## 本文:
——————————

愛媛遍路・初夏60番横峰寺

2004年5月31日
飽食の寺

 横峰寺は八十八カ所最大の難所のひとつだという。そういう場所は悪天候のなか歩いてこそ意味がある。
  「雨の日でも真夏に歩くより涼しくてええやろ?」とレイザルを説得し、午前9時に松山を出る。
 コンビニで買った直径5センチほどのミニホットケーキで腹ごしらえ。小松町の大谷池のわき、松山自動車道の巨大な橋梁の真下に車を置いた。今にも雨がふりそうで、行く手の山には白い雲がたなびく。気温29度だった昨日ほどじゃないが、カッパのずぼんをはくと蒸し暑い。
 午前10時、出発。香園寺の奥の院をへて30分ほどで登山道に入る。杉林の急斜面のつづら折れにのぼっていると、雨がふりはじめた。午後からの降水確率は80%なのだ。
 往復16キロの山道は「最大の難所」というが、道に迷う怖れはないし、登山経験者にとっては気楽な散歩道にすぎない。が、レイザルにとっては、違う意味で難所だったようだ。
 まずは、30センチのミミズがあらわれた。「わーっ!」と飛び退き「蛇みたいやあ」と言って息を付く。
 次にはカニが足元を何匹もはいまわる。「川もないのになんでやねん。ふみつぶしちまいそうや」。 さらに体長15センチのヒキガエルがペッタンピッタンとまとわりつくと、「ウヒョー」といって白目をむいた。

——————————

## データ抜粋:
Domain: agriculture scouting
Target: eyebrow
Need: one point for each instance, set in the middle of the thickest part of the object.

——————————

本文の「愛媛遍路・初夏60番横峰寺」から「らの降水確率は80%なのだ。」までの部分を、「ミニホットケーキ」を「おにぎり」に置き換えて書き直してもらえますか?

## 解答:
愛媛遍路・初夏60番横峰寺

2004年5月31日
飽食の寺

 横峰寺は八十八カ所最大の難所のひとつだという。そういう場所は悪天候のなか歩いてこそ意味がある。
  「雨の日でも真夏に歩くより涼しくてええやろ?」とレイザルを説得し、午前9時に松山を出る。
 コンビニで買った直径5センチほどのおにぎりで腹ごしらえ。小松町の大谷池のわき、松山自動車道の巨大な橋梁の真下に車を置いた。今にも雨がふりそうで、行く手の山には白い雲がたなびく。気温29度だった昨日ほどじゃないが、カッパのずぼんをはくと蒸し暑い。
 午前10時、出発。香園寺の奥の院をへて30分ほどで登山道に入る。杉林の急斜面のつづら折れにのぼっていると、雨がふりはじめた。午後からの降水確率は80%なのだ。